Count the lines in the data below that contain the word "Objective", and give only the resulting number.

Record extracts:
__________________________________________________

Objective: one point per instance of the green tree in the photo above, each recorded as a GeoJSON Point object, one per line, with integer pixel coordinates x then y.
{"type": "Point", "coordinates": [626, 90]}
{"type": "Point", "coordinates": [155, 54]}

__________________________________________________

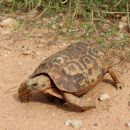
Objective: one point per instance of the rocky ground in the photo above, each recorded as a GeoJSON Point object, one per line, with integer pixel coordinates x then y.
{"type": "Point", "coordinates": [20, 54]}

__________________________________________________

Solution to this exercise: 2